:: ASSIGNED TASK ::
Please gather every line of the records below that contains the string "positive". Case counts.

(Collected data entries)
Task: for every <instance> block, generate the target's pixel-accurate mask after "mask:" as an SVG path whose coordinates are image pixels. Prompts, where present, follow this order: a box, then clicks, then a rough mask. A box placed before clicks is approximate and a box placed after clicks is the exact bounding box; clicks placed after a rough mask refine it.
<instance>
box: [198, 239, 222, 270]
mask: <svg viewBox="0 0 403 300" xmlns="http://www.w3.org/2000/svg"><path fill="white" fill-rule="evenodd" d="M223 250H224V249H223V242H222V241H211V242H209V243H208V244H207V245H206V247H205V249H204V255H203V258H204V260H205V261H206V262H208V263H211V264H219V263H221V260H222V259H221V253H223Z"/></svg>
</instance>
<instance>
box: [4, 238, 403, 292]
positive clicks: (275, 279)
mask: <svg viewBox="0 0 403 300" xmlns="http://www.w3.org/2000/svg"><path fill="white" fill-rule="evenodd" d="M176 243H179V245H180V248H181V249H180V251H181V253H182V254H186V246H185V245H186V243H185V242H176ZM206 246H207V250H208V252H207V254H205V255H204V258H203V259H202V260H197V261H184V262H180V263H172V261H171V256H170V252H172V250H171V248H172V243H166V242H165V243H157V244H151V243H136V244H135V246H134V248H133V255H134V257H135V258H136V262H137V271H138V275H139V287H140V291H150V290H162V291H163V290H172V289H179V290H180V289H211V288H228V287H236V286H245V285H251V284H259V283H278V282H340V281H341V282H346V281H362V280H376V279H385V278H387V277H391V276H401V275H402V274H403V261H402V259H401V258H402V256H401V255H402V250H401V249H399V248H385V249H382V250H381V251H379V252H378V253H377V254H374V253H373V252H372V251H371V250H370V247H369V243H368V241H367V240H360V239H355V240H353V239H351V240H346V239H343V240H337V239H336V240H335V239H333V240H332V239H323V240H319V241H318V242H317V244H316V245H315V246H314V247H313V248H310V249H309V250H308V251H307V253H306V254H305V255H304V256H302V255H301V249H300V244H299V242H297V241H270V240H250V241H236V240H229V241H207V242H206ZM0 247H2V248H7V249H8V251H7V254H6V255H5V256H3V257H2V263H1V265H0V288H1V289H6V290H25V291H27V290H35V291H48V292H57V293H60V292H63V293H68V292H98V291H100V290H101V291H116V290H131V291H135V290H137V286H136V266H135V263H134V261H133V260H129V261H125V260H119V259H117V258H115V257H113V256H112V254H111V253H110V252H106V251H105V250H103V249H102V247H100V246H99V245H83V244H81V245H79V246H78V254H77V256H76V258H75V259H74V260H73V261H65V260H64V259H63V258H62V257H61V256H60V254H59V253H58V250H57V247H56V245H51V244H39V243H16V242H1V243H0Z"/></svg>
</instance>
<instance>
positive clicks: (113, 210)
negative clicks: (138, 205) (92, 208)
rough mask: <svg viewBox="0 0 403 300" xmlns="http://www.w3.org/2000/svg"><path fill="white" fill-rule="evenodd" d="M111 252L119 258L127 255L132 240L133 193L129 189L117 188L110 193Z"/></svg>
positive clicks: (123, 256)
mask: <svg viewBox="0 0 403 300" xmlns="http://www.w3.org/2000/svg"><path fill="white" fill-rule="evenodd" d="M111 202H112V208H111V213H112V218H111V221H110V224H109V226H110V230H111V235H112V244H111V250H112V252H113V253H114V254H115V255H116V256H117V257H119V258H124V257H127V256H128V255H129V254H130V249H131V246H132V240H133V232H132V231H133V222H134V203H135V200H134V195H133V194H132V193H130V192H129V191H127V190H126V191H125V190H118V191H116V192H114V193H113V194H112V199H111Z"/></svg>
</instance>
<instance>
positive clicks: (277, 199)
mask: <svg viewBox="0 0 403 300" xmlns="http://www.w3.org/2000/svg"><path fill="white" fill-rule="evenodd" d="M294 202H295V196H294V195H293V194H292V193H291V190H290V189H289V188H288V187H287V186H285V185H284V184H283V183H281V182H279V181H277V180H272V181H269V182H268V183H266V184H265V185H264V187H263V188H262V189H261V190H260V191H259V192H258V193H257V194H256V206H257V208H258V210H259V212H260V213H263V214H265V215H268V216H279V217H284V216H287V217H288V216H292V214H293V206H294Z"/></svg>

:: COMPLETED TASK ::
positive clicks: (275, 279)
positive clicks: (113, 210)
positive clicks: (123, 256)
positive clicks: (277, 199)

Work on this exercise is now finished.